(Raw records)
-- START --

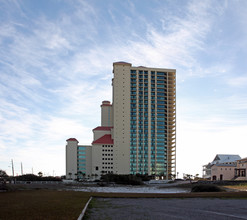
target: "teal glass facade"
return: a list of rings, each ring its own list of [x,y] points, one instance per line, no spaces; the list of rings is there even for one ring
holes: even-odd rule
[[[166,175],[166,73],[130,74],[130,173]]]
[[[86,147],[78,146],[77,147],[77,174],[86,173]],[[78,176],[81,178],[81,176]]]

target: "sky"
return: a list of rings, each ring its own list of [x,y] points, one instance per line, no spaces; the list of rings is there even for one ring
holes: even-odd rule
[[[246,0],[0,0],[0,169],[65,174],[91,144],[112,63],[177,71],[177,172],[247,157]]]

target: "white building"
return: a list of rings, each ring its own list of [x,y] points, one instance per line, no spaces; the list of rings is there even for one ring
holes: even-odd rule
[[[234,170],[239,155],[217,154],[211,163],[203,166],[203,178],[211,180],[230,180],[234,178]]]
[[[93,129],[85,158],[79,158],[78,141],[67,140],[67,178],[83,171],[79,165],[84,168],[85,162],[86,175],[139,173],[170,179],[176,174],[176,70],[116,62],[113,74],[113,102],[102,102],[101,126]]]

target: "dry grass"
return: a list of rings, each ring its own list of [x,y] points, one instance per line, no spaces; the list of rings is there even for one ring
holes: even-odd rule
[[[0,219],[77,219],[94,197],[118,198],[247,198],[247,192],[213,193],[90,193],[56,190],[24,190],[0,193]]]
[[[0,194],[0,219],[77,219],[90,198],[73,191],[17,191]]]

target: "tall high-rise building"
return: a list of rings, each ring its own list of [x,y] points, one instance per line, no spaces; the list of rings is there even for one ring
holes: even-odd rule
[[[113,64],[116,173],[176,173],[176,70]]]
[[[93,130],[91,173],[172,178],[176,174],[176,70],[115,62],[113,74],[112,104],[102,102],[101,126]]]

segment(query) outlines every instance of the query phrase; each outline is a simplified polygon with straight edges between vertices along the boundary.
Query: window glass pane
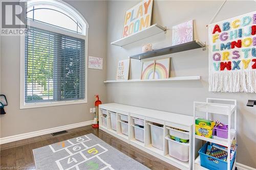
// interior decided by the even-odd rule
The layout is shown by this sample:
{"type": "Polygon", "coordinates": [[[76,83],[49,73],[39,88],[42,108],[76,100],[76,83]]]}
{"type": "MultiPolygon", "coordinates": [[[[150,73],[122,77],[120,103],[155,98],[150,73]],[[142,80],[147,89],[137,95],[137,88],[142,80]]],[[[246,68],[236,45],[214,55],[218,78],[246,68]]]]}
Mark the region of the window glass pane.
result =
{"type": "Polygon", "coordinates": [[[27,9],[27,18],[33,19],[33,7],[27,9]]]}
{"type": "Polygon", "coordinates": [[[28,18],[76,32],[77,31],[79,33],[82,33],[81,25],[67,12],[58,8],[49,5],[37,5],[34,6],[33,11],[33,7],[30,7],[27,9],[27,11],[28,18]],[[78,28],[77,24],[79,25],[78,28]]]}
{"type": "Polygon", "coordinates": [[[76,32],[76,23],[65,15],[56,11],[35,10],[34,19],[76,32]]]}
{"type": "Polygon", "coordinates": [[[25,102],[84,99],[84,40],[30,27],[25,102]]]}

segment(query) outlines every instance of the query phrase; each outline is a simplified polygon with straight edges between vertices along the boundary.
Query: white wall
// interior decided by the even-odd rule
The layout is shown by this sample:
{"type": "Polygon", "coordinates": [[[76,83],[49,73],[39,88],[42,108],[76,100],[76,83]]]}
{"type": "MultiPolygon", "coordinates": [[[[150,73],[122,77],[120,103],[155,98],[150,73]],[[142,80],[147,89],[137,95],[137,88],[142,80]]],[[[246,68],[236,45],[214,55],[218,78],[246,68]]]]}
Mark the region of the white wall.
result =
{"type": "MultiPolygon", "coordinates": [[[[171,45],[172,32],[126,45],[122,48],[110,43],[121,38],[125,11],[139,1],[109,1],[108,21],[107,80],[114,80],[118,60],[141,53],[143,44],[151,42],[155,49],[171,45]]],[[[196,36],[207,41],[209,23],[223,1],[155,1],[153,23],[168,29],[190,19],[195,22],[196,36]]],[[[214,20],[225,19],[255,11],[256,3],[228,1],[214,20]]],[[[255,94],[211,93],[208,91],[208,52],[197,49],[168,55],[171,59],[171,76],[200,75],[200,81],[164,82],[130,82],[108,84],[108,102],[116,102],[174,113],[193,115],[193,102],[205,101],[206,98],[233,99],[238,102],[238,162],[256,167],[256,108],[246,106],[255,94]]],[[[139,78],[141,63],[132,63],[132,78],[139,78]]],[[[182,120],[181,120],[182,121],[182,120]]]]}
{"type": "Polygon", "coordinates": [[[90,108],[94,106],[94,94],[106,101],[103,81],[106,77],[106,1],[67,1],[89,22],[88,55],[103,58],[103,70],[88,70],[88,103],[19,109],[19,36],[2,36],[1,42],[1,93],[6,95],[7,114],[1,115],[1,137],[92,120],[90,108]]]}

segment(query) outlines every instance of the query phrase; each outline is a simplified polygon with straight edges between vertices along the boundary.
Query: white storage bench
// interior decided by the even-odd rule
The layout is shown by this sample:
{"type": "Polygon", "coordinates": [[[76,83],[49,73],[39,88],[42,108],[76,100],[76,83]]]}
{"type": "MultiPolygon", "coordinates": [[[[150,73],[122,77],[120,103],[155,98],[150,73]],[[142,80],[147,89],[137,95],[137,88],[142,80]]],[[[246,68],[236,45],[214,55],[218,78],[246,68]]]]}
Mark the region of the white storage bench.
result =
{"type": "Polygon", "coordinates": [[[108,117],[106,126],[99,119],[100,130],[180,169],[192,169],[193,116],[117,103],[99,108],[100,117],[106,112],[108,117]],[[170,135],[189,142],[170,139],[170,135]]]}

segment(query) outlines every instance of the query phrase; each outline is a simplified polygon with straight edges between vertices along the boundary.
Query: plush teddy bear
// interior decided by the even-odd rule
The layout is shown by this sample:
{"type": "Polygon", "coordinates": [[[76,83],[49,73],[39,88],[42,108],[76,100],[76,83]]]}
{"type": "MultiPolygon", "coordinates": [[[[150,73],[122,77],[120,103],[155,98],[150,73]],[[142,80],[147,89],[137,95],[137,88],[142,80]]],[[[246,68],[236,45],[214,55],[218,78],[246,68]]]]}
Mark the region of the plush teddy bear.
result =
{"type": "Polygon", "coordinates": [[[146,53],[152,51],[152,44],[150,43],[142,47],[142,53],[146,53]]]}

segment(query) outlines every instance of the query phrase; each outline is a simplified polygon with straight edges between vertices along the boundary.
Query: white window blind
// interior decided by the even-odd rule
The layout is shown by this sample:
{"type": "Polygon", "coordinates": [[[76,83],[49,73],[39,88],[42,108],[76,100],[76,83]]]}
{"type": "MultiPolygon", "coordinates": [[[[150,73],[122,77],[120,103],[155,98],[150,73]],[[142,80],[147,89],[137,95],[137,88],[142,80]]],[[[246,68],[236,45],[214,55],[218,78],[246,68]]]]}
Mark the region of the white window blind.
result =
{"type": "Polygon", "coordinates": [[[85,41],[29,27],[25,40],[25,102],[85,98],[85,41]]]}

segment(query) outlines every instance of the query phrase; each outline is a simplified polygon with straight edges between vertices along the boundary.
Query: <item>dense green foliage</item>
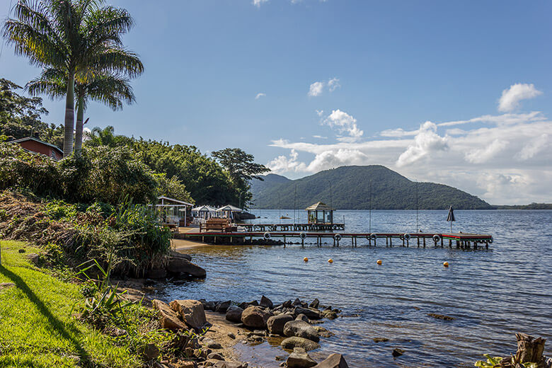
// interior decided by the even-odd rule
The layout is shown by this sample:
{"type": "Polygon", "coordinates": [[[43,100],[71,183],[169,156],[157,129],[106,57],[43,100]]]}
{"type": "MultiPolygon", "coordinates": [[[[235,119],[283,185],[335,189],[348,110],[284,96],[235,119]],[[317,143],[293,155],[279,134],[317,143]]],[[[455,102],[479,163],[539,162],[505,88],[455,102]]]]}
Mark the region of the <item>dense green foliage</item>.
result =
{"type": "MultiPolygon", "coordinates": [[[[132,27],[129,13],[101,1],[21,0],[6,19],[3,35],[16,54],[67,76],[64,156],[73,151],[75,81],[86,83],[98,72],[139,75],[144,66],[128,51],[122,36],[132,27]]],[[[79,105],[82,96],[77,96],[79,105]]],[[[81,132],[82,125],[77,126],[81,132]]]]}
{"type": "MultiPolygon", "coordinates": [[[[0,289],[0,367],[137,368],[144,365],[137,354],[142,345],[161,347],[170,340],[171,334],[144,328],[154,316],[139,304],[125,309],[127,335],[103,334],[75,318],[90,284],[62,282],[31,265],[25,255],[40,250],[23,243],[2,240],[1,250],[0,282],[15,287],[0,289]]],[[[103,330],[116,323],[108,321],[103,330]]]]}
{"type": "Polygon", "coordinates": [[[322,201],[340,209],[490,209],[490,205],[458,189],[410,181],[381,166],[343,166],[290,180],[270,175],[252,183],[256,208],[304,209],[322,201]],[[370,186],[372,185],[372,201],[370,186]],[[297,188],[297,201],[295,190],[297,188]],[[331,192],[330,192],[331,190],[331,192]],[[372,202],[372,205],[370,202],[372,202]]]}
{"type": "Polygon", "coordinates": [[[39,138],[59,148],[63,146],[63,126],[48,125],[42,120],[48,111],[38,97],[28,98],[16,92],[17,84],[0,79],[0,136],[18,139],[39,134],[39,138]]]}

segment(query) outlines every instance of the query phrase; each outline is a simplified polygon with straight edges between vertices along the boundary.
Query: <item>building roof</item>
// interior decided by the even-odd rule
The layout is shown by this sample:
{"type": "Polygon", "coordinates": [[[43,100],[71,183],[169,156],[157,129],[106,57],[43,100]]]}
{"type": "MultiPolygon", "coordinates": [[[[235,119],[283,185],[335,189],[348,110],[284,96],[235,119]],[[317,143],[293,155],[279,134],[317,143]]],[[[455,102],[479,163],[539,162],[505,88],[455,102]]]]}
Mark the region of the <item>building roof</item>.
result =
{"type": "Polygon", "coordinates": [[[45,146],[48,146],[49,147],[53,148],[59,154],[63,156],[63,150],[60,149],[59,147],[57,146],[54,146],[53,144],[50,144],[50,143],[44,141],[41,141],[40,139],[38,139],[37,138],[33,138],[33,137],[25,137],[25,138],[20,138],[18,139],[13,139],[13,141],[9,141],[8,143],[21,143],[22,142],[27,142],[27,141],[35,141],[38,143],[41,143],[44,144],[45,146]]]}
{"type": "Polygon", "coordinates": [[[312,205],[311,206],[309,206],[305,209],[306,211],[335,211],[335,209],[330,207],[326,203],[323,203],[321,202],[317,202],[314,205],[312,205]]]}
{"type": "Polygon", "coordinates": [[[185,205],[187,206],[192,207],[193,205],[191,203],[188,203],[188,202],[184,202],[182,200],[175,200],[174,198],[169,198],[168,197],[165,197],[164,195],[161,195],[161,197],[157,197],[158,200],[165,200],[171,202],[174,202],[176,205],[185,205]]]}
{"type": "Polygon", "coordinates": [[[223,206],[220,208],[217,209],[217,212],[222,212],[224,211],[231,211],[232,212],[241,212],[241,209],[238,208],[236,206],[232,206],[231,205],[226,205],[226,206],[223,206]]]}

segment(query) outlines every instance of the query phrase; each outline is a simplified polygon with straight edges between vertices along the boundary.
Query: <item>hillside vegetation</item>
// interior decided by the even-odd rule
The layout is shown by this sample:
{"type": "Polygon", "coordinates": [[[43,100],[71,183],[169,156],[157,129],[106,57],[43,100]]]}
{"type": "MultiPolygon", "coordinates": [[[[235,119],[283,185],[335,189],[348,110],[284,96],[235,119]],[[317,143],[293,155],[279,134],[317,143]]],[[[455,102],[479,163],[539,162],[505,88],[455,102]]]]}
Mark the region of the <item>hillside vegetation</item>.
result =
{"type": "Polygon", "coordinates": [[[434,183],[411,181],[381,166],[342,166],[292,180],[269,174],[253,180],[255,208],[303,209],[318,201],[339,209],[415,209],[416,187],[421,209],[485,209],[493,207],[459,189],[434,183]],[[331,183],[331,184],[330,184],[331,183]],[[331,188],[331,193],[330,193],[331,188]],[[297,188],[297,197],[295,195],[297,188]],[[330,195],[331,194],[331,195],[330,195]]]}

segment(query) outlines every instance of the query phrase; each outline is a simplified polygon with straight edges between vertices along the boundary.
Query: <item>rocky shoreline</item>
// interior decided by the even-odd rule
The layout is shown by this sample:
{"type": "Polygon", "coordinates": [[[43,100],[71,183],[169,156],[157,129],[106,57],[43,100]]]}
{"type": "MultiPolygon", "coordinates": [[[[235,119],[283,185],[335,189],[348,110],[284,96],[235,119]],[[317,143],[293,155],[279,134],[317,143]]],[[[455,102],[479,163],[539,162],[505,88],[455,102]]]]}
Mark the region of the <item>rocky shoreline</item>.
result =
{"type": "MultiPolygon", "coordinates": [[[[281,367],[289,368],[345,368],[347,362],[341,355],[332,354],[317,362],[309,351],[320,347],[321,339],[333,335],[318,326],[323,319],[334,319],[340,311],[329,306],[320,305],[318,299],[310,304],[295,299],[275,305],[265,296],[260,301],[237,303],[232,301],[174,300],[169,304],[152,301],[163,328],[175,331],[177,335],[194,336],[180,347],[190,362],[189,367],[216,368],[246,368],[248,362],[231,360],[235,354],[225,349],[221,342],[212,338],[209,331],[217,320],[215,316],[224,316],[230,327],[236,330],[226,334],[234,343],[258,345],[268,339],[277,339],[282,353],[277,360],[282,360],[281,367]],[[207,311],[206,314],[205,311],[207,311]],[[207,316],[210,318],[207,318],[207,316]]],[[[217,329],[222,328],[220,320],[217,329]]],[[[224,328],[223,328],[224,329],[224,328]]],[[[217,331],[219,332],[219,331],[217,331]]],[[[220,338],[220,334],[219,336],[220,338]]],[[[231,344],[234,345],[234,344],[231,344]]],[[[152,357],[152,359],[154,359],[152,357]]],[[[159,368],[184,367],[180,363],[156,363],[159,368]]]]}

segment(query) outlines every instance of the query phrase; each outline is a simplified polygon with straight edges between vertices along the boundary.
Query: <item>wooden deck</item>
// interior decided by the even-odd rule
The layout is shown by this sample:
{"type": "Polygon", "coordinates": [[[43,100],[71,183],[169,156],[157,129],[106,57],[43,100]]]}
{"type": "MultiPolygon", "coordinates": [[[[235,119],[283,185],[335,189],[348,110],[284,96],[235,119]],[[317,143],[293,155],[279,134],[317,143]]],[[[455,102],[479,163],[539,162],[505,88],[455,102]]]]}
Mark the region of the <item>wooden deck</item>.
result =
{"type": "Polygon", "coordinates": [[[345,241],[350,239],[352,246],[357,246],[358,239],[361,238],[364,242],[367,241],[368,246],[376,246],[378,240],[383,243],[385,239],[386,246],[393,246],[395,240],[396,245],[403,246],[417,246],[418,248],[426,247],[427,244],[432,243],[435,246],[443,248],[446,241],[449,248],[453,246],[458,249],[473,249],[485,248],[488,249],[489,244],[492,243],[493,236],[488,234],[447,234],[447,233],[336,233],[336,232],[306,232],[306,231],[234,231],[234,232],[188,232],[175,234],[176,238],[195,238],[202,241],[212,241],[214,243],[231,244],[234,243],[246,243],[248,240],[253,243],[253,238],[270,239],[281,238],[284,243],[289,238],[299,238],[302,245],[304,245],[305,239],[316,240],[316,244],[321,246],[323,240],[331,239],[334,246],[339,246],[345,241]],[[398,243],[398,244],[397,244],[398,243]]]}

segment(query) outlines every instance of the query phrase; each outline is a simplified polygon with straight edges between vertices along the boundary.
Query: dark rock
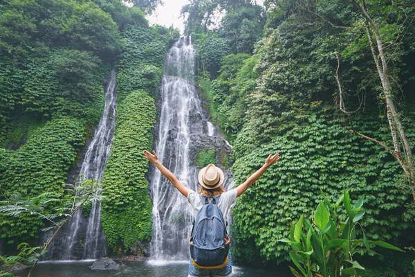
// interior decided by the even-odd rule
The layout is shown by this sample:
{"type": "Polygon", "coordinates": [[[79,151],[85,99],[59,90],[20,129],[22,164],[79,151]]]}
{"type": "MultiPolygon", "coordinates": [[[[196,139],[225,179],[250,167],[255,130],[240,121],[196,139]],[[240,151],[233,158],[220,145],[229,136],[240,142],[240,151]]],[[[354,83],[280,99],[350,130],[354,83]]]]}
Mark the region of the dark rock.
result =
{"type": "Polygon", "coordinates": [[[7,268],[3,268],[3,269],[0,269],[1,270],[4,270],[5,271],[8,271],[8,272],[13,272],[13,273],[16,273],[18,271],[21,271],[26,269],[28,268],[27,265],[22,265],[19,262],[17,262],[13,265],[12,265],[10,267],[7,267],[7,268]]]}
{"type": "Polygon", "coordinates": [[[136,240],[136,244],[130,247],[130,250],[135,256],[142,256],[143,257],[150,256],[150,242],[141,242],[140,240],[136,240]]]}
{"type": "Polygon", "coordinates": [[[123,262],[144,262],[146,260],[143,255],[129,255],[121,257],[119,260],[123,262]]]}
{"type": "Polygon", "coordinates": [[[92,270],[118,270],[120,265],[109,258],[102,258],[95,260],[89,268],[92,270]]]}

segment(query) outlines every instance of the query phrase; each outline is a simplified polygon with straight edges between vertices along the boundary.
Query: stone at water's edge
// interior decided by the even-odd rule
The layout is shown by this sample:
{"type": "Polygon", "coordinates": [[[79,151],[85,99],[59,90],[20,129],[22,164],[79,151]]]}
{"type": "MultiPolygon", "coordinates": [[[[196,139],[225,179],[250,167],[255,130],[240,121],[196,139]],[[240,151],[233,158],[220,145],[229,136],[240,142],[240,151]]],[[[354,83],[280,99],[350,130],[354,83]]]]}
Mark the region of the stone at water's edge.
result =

-- END --

List every line in the material that contains the word "water".

== The reply ==
Query: stone at water's edge
Mark the region of the stone at water's edge.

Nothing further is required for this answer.